In this exercise, restate the listing word for word.

•••

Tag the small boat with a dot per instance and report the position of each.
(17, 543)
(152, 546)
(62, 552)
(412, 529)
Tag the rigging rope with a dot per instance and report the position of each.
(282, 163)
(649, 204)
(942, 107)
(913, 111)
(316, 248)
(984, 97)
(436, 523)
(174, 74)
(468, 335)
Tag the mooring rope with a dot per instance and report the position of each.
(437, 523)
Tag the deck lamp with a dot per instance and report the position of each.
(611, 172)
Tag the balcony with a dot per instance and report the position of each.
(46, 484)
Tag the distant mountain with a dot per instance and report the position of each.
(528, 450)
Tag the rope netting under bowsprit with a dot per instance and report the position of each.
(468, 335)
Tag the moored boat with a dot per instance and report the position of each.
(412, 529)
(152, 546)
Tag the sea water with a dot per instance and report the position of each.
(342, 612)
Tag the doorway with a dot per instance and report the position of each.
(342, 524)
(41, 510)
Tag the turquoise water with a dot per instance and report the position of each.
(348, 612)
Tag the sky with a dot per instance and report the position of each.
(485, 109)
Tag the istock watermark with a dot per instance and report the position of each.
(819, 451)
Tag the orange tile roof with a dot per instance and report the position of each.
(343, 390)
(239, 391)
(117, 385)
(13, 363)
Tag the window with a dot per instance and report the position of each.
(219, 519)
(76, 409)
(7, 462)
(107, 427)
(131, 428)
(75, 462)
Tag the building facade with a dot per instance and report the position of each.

•••

*ANSWER TO THIS TASK:*
Tag the small boat with a dot per instance and report the position of each.
(17, 543)
(152, 546)
(62, 552)
(412, 529)
Tag the rigging rope with a dot per instance and report the position of each.
(282, 163)
(649, 204)
(942, 107)
(913, 111)
(316, 248)
(984, 97)
(436, 523)
(174, 74)
(468, 335)
Tag the mooring rope with a dot per instance and report the position of each.
(437, 523)
Tag the deck lamp with a dot per instance and report the position of each.
(611, 172)
Tag the balcony with a dot per instance and report the position of each.
(46, 484)
Tag the distant mountain with a dot per instance and report the position of each.
(528, 450)
Tag the rope netting under bowsprit with a dot per instance and report the position of each.
(468, 335)
Tag the moored boat with a dot per instance and report the position of each.
(412, 529)
(152, 546)
Tag the sea water with a dot per instance and report the position of each.
(342, 612)
Tag the doorway with a dot per instance and report the position of each.
(342, 524)
(41, 510)
Tag the turquoise water with a dot per instance and report the position of each.
(348, 612)
Tag the sky with a dot per instance and report the position of each.
(485, 109)
Tag the istock watermark with a dot per instance and report the position of each.
(819, 451)
Tag the orange tile roof with a dot per instance and report the position of each.
(343, 390)
(239, 391)
(117, 385)
(13, 363)
Tag the window with a dot per instance and report the position of each.
(219, 519)
(76, 409)
(7, 462)
(107, 427)
(131, 428)
(75, 462)
Tag the building facade with a dot per instance and report the position of each.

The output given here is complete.